**Exercise instructions**
A – Answer these questions about the thread on sharing a Netflix account:
(i) In the example andrewf gives, how many simultaneous streams does Netflix allow?
(ii) Which two services does AltaRed say will or should go dead?
(iii) According to james4beach, what should decide the level of service you choose?
B – Render part of the records as a Markdown table with the columns Row and Entry, numbering each row and omitting blank lines. Begin at the line of the records that contains "mustache and record the pixel coordinates.", and continue through the last line of the records.

## begin Selection

# sharing Netflix account?



## jargey3000 (Jan 25, 2011)

my sister has netflix at her house - through Rogers. I'm with Rogers as well. I've been told you get up to 3?
account users with netflix, and by using her password I can share her netflix account and get it at my house too? is this correct? how's it done? thanks all!


----------



## andrewf (Mar 1, 2010)

Netflix is just an account that is accessed using an email address and a password and can be used anywhere. Netflix limits how many simultaneous streams and the number of profiles. So, there may be 5 profiles (to remember your viewing preferences) and 3 simultaneous streams, so only 3 of the 5 users could watch at any given time. It is absolutely not tied to your location, you just need internet access. Rogers is irrelevant.


----------



## AltaRed (Jun 8, 2009)

+1 That is why it is so much better than Shomi (which will be dead shortly) and Bell's Crave which should also go dead. No one should be willing to be tied to their ISP for their product.


----------



## jargey3000 (Jan 25, 2011)

thanks andrewf. So, if i read u right... we can do what i'm asking about...I can share my sis' account with her password...Correct?


----------



## AltaRed (Jun 8, 2009)

You certainly can.


----------



## andrewf (Mar 1, 2010)

jargey3000 said:


> thanks andrewf. So, if i read u right... we can do what i'm asking about...I can share my sis' account with her password...Correct?


That is exactly what I do with my family.


----------



## jargey3000 (Jan 25, 2011)

what a wonderful woild!!


----------



## james4beach (Nov 15, 2012)

Netflix is _meant_ to be used by multiple people at once, which is why it support multiple profiles. Go for it! Choose which level of service you want according to how many "screens" can simultaneously watch.

## end Selection
## begin Materials provided

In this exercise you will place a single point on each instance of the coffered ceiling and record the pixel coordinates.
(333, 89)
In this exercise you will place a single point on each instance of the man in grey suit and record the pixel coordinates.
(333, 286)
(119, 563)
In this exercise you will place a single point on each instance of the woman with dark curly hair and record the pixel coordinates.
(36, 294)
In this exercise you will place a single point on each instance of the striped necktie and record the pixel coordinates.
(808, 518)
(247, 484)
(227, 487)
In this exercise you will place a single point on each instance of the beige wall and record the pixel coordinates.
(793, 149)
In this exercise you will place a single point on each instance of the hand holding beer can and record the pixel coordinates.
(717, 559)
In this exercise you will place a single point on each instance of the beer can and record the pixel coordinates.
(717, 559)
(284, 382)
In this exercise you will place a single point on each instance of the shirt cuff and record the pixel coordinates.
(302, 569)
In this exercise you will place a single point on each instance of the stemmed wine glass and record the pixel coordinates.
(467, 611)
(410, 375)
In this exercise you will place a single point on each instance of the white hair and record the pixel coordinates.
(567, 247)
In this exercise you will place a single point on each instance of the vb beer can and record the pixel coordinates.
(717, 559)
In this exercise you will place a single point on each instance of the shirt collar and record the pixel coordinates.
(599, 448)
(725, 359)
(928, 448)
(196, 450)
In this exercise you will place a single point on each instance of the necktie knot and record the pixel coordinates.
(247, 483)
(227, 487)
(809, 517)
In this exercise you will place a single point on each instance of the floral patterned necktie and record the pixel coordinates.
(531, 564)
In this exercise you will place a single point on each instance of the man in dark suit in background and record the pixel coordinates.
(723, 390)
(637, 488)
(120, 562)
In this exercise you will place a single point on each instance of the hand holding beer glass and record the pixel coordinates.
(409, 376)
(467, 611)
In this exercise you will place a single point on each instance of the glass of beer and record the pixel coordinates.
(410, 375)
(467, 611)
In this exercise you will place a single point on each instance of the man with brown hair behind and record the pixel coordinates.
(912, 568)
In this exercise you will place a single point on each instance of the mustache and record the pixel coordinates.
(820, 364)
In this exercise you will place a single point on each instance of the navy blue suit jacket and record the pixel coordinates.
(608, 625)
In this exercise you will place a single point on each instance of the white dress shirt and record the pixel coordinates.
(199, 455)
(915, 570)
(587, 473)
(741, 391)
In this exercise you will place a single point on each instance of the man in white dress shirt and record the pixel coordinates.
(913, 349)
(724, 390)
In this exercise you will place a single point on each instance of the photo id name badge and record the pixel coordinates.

## end Materials provided

**Exercise results**
A –
(i) Three simultaneous streams.
(ii) Shomi and Bell's Crave.
(iii) How many "screens" can watch simultaneously.

B –
| Row | Entry |
|---|---|
| 1 | In this exercise you will place a single point on each instance of the mustache and record the pixel coordinates. |
| 2 | (820, 364) |
| 3 | In this exercise you will place a single point on each instance of the navy blue suit jacket and record the pixel coordinates. |
| 4 | (608, 625) |
| 5 | In this exercise you will place a single point on each instance of the white dress shirt and record the pixel coordinates. |
| 6 | (199, 455) |
| 7 | (915, 570) |
| 8 | (587, 473) |
| 9 | (741, 391) |
| 10 | In this exercise you will place a single point on each instance of the man in white dress shirt and record the pixel coordinates. |
| 11 | (913, 349) |
| 12 | (724, 390) |
| 13 | In this exercise you will place a single point on each instance of the photo id name badge and record the pixel coordinates. |